▶ Exercise: Report every line of the material below that contains the string "woman", with case counting.

[Material provided start]

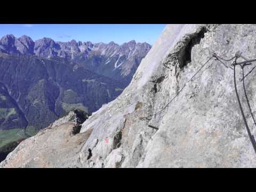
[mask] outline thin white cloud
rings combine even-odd
[[[31,27],[34,26],[34,25],[32,25],[32,24],[24,24],[23,25],[23,26],[26,27]]]

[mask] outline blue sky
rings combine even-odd
[[[6,34],[22,35],[34,41],[50,37],[55,41],[91,41],[119,44],[134,39],[153,44],[162,33],[164,24],[1,24],[0,38]]]

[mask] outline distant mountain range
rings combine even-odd
[[[54,42],[43,38],[34,42],[26,35],[16,38],[7,35],[0,40],[0,52],[7,54],[30,54],[72,60],[78,66],[115,79],[125,87],[131,82],[141,60],[151,45],[133,40],[121,45],[111,42],[93,44],[90,42]]]
[[[134,41],[119,45],[3,37],[0,154],[70,110],[91,113],[116,98],[150,48]]]

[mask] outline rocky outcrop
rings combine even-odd
[[[255,30],[254,25],[167,25],[130,84],[83,124],[76,135],[90,135],[84,137],[79,152],[65,165],[64,155],[43,162],[79,167],[256,167],[256,155],[241,116],[230,68],[212,59],[169,103],[213,52],[231,58],[239,50],[249,59],[256,58]],[[226,65],[229,67],[230,62]],[[253,67],[248,66],[245,72]],[[246,109],[239,70],[238,90]],[[253,70],[245,81],[253,114],[255,73]],[[245,109],[255,134],[255,127]],[[29,142],[23,141],[0,166],[31,167],[27,162],[37,146]],[[74,155],[72,150],[65,152],[65,156]],[[23,158],[17,163],[17,157],[21,154]],[[46,151],[40,154],[49,155]]]
[[[70,110],[91,113],[123,91],[118,82],[59,58],[0,53],[0,153]]]
[[[9,159],[7,157],[2,165],[5,167],[12,167],[17,165],[21,167],[77,167],[76,163],[71,165],[69,162],[76,161],[76,154],[90,135],[89,132],[76,135],[72,133],[72,127],[77,121],[80,121],[81,117],[77,115],[77,112],[70,111],[67,116],[41,130],[36,135],[27,139],[26,142],[21,142],[16,148],[18,153],[10,154],[10,155],[14,155],[15,157]],[[87,117],[85,116],[84,118]],[[49,139],[52,137],[56,138],[53,140]],[[32,150],[29,157],[27,156],[27,150],[24,148],[28,143],[34,146],[34,150],[30,149]],[[48,155],[45,155],[46,153]],[[60,157],[63,155],[65,158],[60,159]],[[54,163],[50,163],[51,159]],[[12,160],[14,161],[11,165],[6,164],[7,161]],[[26,163],[19,164],[20,161],[20,162],[26,161]]]

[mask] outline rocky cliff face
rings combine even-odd
[[[241,116],[230,68],[211,60],[166,105],[213,52],[231,58],[240,50],[248,59],[255,58],[255,31],[254,25],[167,25],[131,84],[83,124],[76,135],[83,138],[81,143],[67,150],[58,145],[58,150],[65,150],[65,153],[52,158],[53,151],[38,150],[37,143],[43,142],[45,149],[53,148],[58,137],[49,135],[42,140],[38,134],[22,141],[0,166],[256,167],[256,155]],[[245,73],[253,67],[245,68]],[[240,69],[237,71],[238,93],[255,134],[239,81]],[[254,114],[255,73],[253,70],[245,81]],[[65,132],[68,125],[65,126],[56,128],[56,134]],[[71,139],[67,136],[63,141],[67,139]],[[71,155],[68,161],[64,159]]]
[[[0,52],[72,60],[81,67],[118,81],[122,87],[130,83],[150,48],[147,43],[137,43],[134,40],[119,45],[113,42],[108,44],[75,40],[55,42],[50,38],[34,42],[25,35],[17,38],[13,35],[7,35],[0,39]]]

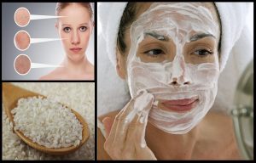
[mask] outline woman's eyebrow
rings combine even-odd
[[[195,35],[193,35],[189,40],[190,40],[190,42],[195,42],[199,39],[204,38],[206,37],[212,37],[213,38],[216,38],[213,35],[212,35],[210,33],[197,33]]]
[[[169,41],[169,38],[164,35],[160,35],[160,34],[158,34],[156,32],[145,32],[145,37],[147,36],[150,36],[150,37],[153,37],[154,38],[156,38],[160,41],[163,41],[163,42],[168,42]]]
[[[88,23],[81,23],[81,24],[79,24],[79,25],[88,25]],[[70,25],[70,24],[62,24],[61,26],[72,26],[72,25]]]

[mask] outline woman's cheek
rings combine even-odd
[[[61,32],[61,37],[62,39],[62,44],[65,47],[65,48],[68,49],[68,45],[70,42],[70,35],[68,33]]]

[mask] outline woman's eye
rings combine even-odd
[[[146,53],[147,55],[150,56],[150,57],[157,57],[160,54],[163,54],[164,52],[161,49],[152,49],[152,50],[148,50],[144,52],[144,53]]]
[[[212,52],[206,50],[206,49],[201,49],[201,50],[196,50],[196,51],[193,52],[193,53],[195,53],[196,55],[200,55],[200,56],[206,56],[208,54],[212,54]]]
[[[80,31],[85,31],[87,30],[86,26],[81,26],[80,27]]]
[[[70,28],[70,27],[65,27],[65,28],[63,28],[63,31],[64,31],[66,33],[69,33],[70,31],[71,31],[71,28]]]

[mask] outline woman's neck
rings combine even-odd
[[[65,67],[67,73],[81,75],[87,74],[90,63],[84,55],[82,59],[78,61],[73,61],[68,57],[66,57],[61,65]]]
[[[146,131],[147,145],[158,159],[186,160],[192,156],[199,127],[195,126],[185,134],[171,134],[148,122]]]

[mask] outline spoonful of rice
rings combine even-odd
[[[14,132],[42,152],[67,155],[89,138],[88,124],[78,112],[44,95],[3,82],[3,102]]]

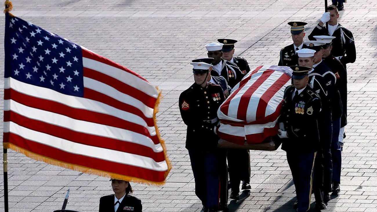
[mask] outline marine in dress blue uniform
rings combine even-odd
[[[296,52],[306,47],[303,44],[305,37],[305,26],[308,24],[302,22],[288,22],[291,26],[291,34],[293,43],[284,47],[280,50],[279,66],[290,66],[298,65],[298,57]]]
[[[287,152],[296,187],[297,211],[304,212],[310,207],[314,161],[319,149],[318,117],[321,101],[308,84],[311,68],[291,68],[294,84],[284,91],[278,135],[283,139],[282,149]]]
[[[326,43],[323,47],[323,62],[333,71],[336,77],[336,85],[340,93],[342,109],[340,118],[339,131],[347,124],[347,72],[342,63],[333,56],[331,51],[333,48],[332,40],[335,37],[326,35],[315,36],[317,40]],[[333,160],[332,191],[337,193],[340,191],[340,170],[342,168],[342,149],[343,146],[343,133],[337,133],[336,124],[339,123],[334,121],[333,112],[333,134],[331,141],[331,152]],[[339,135],[341,135],[339,140]]]
[[[202,211],[217,211],[219,169],[217,144],[214,132],[217,110],[225,99],[222,89],[207,81],[212,65],[191,63],[195,82],[179,96],[181,115],[187,125],[186,148],[195,179],[195,194],[202,201]]]
[[[224,44],[221,51],[222,58],[234,63],[244,74],[250,71],[250,68],[246,59],[242,57],[234,57],[235,40],[218,39],[218,41]],[[250,152],[247,149],[230,149],[227,156],[231,192],[229,198],[239,199],[239,185],[243,181],[242,189],[250,189]]]

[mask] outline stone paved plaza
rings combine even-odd
[[[340,12],[339,22],[353,33],[357,58],[348,66],[349,123],[342,154],[342,191],[339,196],[332,197],[327,211],[376,212],[377,0],[348,2]],[[144,211],[155,212],[199,211],[201,208],[195,195],[184,148],[186,127],[177,103],[179,94],[193,82],[189,62],[206,57],[206,44],[227,37],[239,41],[235,55],[246,58],[251,67],[277,64],[280,48],[292,43],[287,22],[308,22],[308,35],[324,10],[323,0],[14,0],[12,3],[15,15],[135,71],[162,90],[158,124],[173,168],[163,186],[133,185],[136,190],[133,194],[141,200]],[[2,29],[4,19],[2,16]],[[2,31],[2,37],[3,34]],[[1,46],[0,58],[4,58],[3,45]],[[0,65],[2,88],[3,64]],[[0,95],[2,109],[3,93]],[[0,127],[2,129],[2,123]],[[67,209],[98,211],[100,197],[112,193],[108,179],[9,152],[10,211],[59,209],[68,189],[71,192]],[[230,211],[293,212],[294,187],[285,152],[279,149],[251,151],[250,154],[252,189],[242,193],[240,200],[230,201]],[[2,163],[0,166],[2,170]],[[2,175],[0,181],[0,211],[3,211]]]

[Material provided end]

▶ Response to the exercise:
[mask] outline woman's eyebrow
[mask] outline woman's cheek
[mask] outline woman's eye
[mask] outline woman's neck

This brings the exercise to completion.